_Information supplied_

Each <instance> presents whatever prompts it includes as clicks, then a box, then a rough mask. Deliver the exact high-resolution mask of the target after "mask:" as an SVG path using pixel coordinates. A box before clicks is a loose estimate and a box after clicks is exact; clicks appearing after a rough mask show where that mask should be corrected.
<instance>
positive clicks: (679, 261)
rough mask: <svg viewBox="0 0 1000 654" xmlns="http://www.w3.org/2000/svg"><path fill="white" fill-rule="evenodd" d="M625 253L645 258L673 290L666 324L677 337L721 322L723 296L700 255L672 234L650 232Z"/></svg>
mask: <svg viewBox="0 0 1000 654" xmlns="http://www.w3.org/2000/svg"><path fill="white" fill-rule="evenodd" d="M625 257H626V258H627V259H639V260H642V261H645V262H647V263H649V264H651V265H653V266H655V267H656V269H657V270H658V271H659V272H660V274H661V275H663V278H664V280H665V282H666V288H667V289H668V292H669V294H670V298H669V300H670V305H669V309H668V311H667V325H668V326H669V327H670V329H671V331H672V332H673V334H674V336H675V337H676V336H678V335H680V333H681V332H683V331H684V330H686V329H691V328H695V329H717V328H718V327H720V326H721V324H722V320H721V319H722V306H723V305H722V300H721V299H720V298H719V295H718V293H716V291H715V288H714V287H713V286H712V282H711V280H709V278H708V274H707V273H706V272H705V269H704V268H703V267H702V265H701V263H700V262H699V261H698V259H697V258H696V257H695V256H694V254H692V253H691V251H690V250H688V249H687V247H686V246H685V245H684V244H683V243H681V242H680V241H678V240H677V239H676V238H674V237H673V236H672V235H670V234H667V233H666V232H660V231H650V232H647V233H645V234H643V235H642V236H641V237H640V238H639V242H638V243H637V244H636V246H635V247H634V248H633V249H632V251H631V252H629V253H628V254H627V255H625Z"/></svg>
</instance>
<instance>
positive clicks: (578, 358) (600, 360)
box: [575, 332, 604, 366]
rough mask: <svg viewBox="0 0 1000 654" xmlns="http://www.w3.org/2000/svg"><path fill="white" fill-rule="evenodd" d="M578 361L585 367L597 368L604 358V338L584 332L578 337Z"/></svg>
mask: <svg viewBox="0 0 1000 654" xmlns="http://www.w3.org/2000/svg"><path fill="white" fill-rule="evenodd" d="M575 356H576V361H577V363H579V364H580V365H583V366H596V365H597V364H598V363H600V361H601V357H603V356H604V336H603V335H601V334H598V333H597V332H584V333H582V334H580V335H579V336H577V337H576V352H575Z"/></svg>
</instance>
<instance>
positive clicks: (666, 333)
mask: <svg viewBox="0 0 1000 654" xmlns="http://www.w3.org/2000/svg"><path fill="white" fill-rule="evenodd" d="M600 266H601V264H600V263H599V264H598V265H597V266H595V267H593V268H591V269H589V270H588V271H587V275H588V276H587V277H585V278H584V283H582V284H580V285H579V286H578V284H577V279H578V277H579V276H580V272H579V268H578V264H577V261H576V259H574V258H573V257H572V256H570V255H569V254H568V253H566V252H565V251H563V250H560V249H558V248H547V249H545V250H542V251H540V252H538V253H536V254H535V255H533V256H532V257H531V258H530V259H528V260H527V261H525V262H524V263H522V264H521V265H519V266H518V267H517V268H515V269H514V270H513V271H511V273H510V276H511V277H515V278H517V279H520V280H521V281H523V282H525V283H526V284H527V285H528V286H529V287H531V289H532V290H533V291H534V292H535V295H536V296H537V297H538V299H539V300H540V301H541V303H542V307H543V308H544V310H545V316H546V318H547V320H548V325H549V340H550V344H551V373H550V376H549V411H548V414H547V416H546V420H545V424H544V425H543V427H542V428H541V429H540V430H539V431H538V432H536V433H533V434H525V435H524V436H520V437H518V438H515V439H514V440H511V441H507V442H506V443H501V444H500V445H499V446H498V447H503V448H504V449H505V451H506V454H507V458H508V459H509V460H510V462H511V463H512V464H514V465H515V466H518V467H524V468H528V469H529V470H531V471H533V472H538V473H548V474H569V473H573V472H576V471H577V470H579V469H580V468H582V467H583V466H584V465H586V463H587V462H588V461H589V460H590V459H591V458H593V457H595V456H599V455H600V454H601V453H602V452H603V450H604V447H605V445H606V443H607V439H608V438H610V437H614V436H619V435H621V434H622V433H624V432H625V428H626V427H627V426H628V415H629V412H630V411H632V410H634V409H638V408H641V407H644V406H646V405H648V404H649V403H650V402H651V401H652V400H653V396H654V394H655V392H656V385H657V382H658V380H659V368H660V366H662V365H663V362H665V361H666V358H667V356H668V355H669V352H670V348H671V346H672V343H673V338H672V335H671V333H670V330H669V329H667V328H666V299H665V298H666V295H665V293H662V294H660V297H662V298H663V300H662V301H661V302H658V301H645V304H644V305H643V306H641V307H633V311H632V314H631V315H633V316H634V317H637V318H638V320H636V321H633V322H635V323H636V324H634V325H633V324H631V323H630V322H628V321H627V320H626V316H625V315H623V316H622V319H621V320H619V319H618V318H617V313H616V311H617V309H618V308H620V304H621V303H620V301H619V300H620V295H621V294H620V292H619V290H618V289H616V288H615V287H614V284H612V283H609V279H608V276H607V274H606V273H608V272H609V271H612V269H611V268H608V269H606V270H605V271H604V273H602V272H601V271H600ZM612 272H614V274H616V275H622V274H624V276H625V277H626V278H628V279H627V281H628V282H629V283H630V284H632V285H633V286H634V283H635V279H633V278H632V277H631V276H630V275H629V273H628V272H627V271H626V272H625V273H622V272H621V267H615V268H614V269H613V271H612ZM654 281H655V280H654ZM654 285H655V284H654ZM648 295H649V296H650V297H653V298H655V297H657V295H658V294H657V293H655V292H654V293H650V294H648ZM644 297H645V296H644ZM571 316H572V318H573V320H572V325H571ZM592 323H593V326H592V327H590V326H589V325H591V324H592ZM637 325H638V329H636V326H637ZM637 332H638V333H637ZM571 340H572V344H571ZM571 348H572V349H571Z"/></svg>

_Aim of the task_
Please give the listing again with every "positive clicks" replaced by "foreground clicks" and nothing else changed.

_Solution below_
Each <instance> presents whatever prompts it includes as clicks, then a box, then a rough mask. Deliver the exact high-resolution mask of the target after "mask:" as an SVG path using pixel coordinates. A box before clicks is a loose estimate and a box after clicks is exact; clicks appearing after a rough mask show where that mask should be corrected.
<instance>
foreground clicks: (679, 261)
rough mask: <svg viewBox="0 0 1000 654" xmlns="http://www.w3.org/2000/svg"><path fill="white" fill-rule="evenodd" d="M625 253L645 258L673 290L666 324L677 337L721 322L723 296L700 255L672 234L650 232Z"/></svg>
mask: <svg viewBox="0 0 1000 654" xmlns="http://www.w3.org/2000/svg"><path fill="white" fill-rule="evenodd" d="M625 257H626V258H627V259H639V260H642V261H645V262H647V263H649V264H651V265H653V266H655V267H656V269H657V270H658V271H659V272H660V274H661V275H663V278H664V280H665V282H666V288H667V289H668V292H669V294H670V298H669V300H670V305H669V309H668V311H667V325H668V326H669V327H670V329H671V331H672V332H673V334H674V336H675V337H676V336H678V335H680V333H681V332H683V331H684V330H686V329H691V328H695V329H717V328H718V327H720V326H721V324H722V320H721V319H722V306H723V305H722V300H721V299H720V298H719V295H718V293H716V291H715V288H714V287H713V286H712V282H711V280H709V278H708V274H707V273H706V272H705V269H704V268H703V267H702V265H701V263H700V262H699V261H698V259H697V258H696V257H695V256H694V254H692V253H691V251H690V250H688V249H687V247H686V246H685V245H684V244H683V243H681V242H680V241H678V240H677V239H676V238H674V237H673V236H672V235H670V234H667V233H666V232H660V231H650V232H647V233H645V234H643V235H642V236H641V237H640V238H639V242H638V243H637V244H636V246H635V247H634V248H633V249H632V251H631V252H629V253H628V254H627V255H625Z"/></svg>
</instance>
<instance>
foreground clicks: (578, 358) (600, 360)
box: [575, 332, 604, 366]
rough mask: <svg viewBox="0 0 1000 654" xmlns="http://www.w3.org/2000/svg"><path fill="white" fill-rule="evenodd" d="M578 361L585 367L597 368L604 358V338L584 332L578 337Z"/></svg>
mask: <svg viewBox="0 0 1000 654" xmlns="http://www.w3.org/2000/svg"><path fill="white" fill-rule="evenodd" d="M575 356H576V361H577V363H579V364H580V365H583V366H596V365H597V364H598V363H600V361H601V357H603V356H604V336H603V335H601V334H598V333H597V332H584V333H582V334H580V335H579V336H577V337H576V352H575Z"/></svg>
</instance>
<instance>
foreground clicks: (666, 333)
mask: <svg viewBox="0 0 1000 654" xmlns="http://www.w3.org/2000/svg"><path fill="white" fill-rule="evenodd" d="M600 266H601V264H600V263H599V264H598V265H597V266H595V267H593V268H591V269H589V270H588V271H587V275H588V276H587V277H585V278H584V283H582V284H580V285H579V286H578V284H577V279H578V277H579V276H580V272H579V268H578V264H577V261H576V259H574V258H573V257H572V256H570V255H569V254H568V253H566V252H565V251H563V250H560V249H558V248H547V249H545V250H542V251H540V252H538V253H536V254H535V255H533V256H532V257H531V258H530V259H528V260H527V261H525V262H524V263H522V264H521V265H519V266H518V267H517V268H515V269H514V270H513V271H511V273H510V276H511V277H515V278H517V279H520V280H521V281H523V282H525V283H526V284H527V285H528V286H529V287H531V289H532V290H533V291H534V292H535V295H536V296H537V297H538V299H539V300H540V301H541V303H542V307H543V308H544V310H545V316H546V318H547V320H548V325H549V340H550V344H551V373H550V376H549V411H548V414H547V416H546V420H545V424H544V425H543V427H542V428H541V429H540V430H539V431H538V432H536V433H533V434H525V435H524V436H520V437H518V438H515V439H514V440H511V441H507V442H506V443H501V444H500V445H499V446H498V447H503V448H504V449H505V451H506V454H507V458H508V459H509V460H510V462H511V463H512V464H514V465H515V466H518V467H524V468H528V469H529V470H531V471H533V472H538V473H548V474H569V473H573V472H576V471H577V470H579V469H580V468H582V467H583V466H584V465H586V463H587V462H588V461H589V460H590V459H591V458H593V457H595V456H599V455H600V454H601V453H602V452H603V450H604V447H605V445H606V443H607V439H608V438H610V437H614V436H619V435H621V434H622V433H624V432H625V428H626V427H627V426H628V415H629V412H630V411H632V410H634V409H638V408H641V407H644V406H646V405H648V404H649V403H650V402H651V401H652V400H653V396H654V394H655V392H656V385H657V382H658V380H659V368H660V366H662V365H663V362H665V361H666V358H667V356H668V355H669V352H670V348H671V346H672V343H673V338H672V335H671V333H670V330H669V329H667V328H666V299H665V298H666V295H665V293H662V294H660V297H662V298H663V300H662V301H661V302H658V301H645V304H644V305H643V306H641V307H633V311H632V314H631V315H633V316H634V317H637V318H638V320H636V321H633V322H635V323H636V324H634V325H633V324H631V323H630V322H628V321H627V320H626V316H625V315H623V316H622V319H621V320H619V319H618V318H617V313H616V311H617V309H618V308H620V304H621V303H620V301H619V300H620V295H621V294H620V292H619V290H618V289H616V288H615V287H614V284H612V283H609V279H608V276H607V274H606V273H608V272H609V271H612V269H611V268H608V269H606V270H605V271H604V273H602V272H601V271H600ZM612 272H614V274H616V275H622V274H624V276H625V277H626V278H628V279H627V281H628V282H629V283H630V284H632V285H633V286H634V283H635V279H633V278H632V277H631V276H630V275H629V273H628V272H627V271H626V272H625V273H622V272H621V267H615V268H614V269H613V271H612ZM654 281H655V280H654ZM654 285H655V284H654ZM648 295H649V296H650V297H653V298H655V297H657V295H658V294H657V293H655V292H654V293H650V294H648ZM644 297H645V296H644ZM571 316H572V318H573V320H572V325H571ZM592 323H593V326H592V327H590V326H589V325H591V324H592ZM637 325H638V329H636V326H637ZM637 332H638V333H637ZM571 340H572V344H571ZM571 348H572V349H571Z"/></svg>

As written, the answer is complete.